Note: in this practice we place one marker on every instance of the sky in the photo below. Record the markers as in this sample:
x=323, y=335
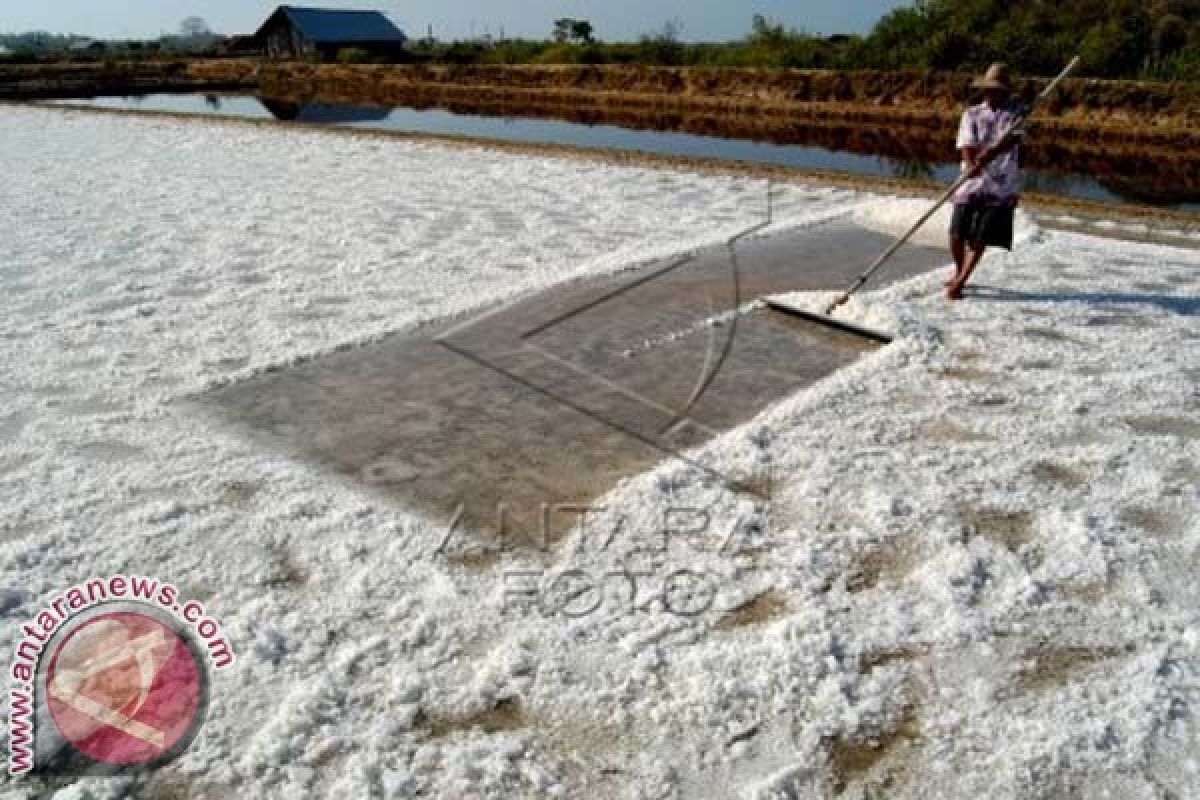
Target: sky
x=613, y=19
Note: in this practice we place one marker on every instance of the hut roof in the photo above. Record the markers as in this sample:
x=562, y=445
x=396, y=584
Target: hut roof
x=337, y=25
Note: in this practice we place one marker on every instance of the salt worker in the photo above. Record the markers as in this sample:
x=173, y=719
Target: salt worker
x=985, y=204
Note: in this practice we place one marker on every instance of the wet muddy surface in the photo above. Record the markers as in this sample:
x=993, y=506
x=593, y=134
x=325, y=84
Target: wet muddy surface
x=552, y=400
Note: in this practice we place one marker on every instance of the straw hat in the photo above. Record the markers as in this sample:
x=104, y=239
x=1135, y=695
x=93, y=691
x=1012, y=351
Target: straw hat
x=995, y=78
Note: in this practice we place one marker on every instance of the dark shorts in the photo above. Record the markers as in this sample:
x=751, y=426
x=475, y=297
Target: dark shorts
x=990, y=226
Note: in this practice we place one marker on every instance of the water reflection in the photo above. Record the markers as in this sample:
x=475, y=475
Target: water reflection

### Goal
Reproduce all of the items above word for word. Leave the picture out of your copy.

### Task answer
Note: in this practice we place one marker on every instance of the sky in the photo below. Record the markers as in this sample:
x=323, y=335
Target: sky
x=613, y=19
Note: in this practice we place one marker on every instance of the hut roof in the photo above. Record the markers as in this sample:
x=562, y=445
x=396, y=584
Target: hut roof
x=337, y=25
Note: in this practice we place one marker on every instance of the salt worker in the photo above. Record the markers as in this sample:
x=173, y=719
Target: salt worker
x=985, y=204
Note: in this practice we place one marker on every instance of the wet muddy surface in the photo above. Record the markers as in this sample:
x=993, y=506
x=593, y=134
x=325, y=84
Target: wet muddy surface
x=552, y=400
Note: in this practice we place one marker on every instance of the straw hat in the photo above. Record the markers as in this sample:
x=104, y=239
x=1135, y=695
x=93, y=691
x=1012, y=351
Target: straw hat
x=995, y=78
Note: in this practice we place one marker on every instance of the dark shorts in the photo above. Record the markers as in this sample:
x=751, y=426
x=475, y=297
Target: dark shorts
x=990, y=226
Note: in this practice we place one marker on every instance of the water reflection in the photo above. Record the markers as in this sample:
x=475, y=475
Target: water reflection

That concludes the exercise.